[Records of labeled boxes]
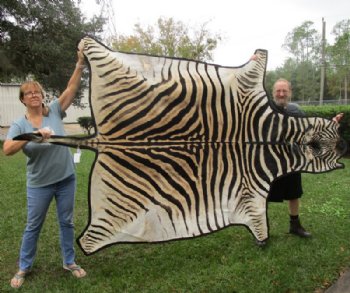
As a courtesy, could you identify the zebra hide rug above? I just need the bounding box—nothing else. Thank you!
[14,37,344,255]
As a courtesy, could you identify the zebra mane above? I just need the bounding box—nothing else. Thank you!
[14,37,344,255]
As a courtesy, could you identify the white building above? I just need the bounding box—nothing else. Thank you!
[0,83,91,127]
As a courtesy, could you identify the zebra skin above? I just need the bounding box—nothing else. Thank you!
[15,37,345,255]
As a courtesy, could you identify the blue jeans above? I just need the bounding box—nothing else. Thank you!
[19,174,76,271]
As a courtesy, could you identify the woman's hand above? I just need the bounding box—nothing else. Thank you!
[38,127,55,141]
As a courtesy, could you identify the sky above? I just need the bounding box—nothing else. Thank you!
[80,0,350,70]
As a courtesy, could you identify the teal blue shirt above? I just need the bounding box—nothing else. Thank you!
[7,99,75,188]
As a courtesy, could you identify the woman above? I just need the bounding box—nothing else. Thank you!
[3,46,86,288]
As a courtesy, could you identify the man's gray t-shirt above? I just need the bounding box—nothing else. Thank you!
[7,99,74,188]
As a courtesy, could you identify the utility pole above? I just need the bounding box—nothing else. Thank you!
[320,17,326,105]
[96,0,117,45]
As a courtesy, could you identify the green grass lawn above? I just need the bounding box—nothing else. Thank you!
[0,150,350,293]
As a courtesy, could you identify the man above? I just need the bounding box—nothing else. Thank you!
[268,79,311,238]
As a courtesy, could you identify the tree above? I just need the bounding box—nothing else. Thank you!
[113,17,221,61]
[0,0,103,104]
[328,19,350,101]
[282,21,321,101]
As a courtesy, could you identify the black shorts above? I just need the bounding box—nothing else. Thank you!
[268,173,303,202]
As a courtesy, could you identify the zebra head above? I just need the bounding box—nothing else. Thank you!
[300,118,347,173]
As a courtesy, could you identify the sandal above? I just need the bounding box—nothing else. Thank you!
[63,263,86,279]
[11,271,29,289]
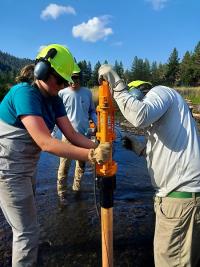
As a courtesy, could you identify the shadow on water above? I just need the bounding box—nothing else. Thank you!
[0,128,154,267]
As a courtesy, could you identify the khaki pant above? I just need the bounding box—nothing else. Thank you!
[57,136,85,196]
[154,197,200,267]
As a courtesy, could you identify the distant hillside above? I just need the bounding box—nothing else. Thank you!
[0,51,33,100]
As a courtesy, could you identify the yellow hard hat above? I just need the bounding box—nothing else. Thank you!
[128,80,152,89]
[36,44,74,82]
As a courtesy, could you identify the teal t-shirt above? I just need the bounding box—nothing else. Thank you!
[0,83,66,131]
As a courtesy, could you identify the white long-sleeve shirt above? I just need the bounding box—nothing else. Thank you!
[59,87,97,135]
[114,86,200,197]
...
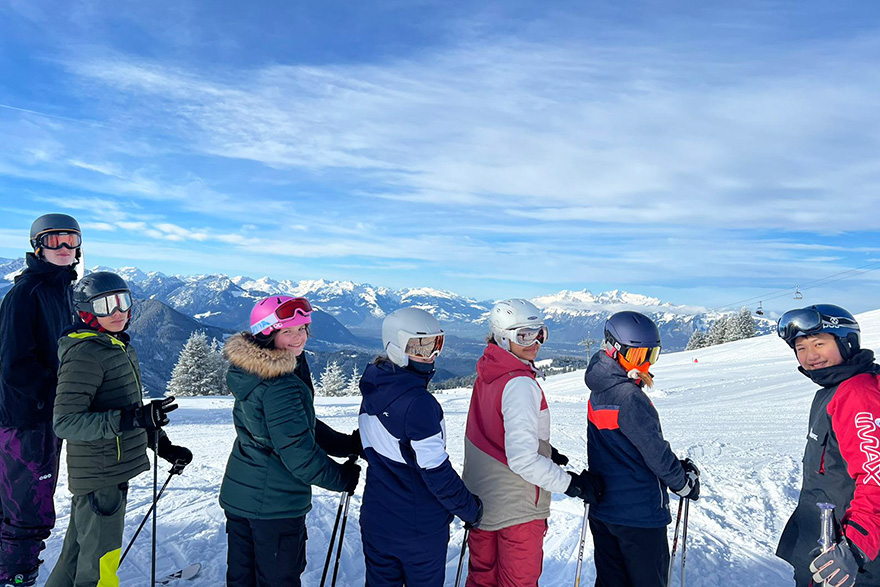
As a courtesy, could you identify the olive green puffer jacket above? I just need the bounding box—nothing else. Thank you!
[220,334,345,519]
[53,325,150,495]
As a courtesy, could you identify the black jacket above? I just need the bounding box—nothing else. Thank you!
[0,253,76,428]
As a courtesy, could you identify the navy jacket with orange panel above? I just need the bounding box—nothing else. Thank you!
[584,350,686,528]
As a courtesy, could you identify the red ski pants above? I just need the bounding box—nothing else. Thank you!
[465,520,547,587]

Written request » Render the lines above as a JSON list of strings, one string per line and with blank lines omitted, starting at the line that contains "As a courtesy, could you identify the zebra hide" and ending after the line that contains "[38,127,55,141]".

Solution for this exercise »
[
  "As a courtesy, could you identify the zebra hide rug above? I just need the bounding box—nothing else. Thank you!",
  "[14,37,344,255]",
  "As a courtesy, could you identify the zebra mane above? I just need the bounding box—nothing else. Thank you!",
  "[14,37,344,255]",
  "As a courtesy, could you identify the white building above? I just need the bounding box—nothing else. Thank you!",
  "[0,83,91,127]",
  "As a courtesy, could you identify the zebra skin above? I just need the bounding box—nothing else. Thank you!",
  "[15,37,345,255]",
  "As a courtesy, could you identify the blue jeans above? I just need the bounding box—nothing else. Thank you!",
  "[19,174,76,271]",
  "As a courtesy, could you identify the woman's hand above? I just need the bounding box—nothing else. Thank you!",
  "[38,127,55,141]"
]